### Exercise
Using the records below, filter out every line that lacks "sole" and copy the rest.

[[ Data for analysis, beginning ]]

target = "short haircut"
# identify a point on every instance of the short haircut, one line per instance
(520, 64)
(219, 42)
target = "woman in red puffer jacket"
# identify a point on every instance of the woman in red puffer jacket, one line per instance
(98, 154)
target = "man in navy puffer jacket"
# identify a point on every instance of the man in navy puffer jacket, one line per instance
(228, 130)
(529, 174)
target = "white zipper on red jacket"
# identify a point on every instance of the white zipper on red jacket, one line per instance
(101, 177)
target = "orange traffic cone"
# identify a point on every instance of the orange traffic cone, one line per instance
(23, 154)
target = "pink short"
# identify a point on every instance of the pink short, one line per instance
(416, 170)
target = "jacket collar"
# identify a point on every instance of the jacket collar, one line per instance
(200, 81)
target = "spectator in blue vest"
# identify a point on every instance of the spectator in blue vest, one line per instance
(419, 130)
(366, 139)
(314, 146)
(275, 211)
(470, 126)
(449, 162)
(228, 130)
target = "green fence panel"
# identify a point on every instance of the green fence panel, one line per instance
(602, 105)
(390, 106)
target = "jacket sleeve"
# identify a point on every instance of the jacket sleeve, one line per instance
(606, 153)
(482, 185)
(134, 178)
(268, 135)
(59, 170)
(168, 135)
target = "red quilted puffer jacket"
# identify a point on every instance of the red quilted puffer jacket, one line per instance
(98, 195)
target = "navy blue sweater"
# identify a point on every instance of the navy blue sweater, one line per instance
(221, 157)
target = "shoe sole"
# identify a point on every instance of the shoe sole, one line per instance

[[ Data for analysis, end ]]

### Problem solution
target = "shoe sole"
# identify a point on every instance of the shoe sole, one line per instance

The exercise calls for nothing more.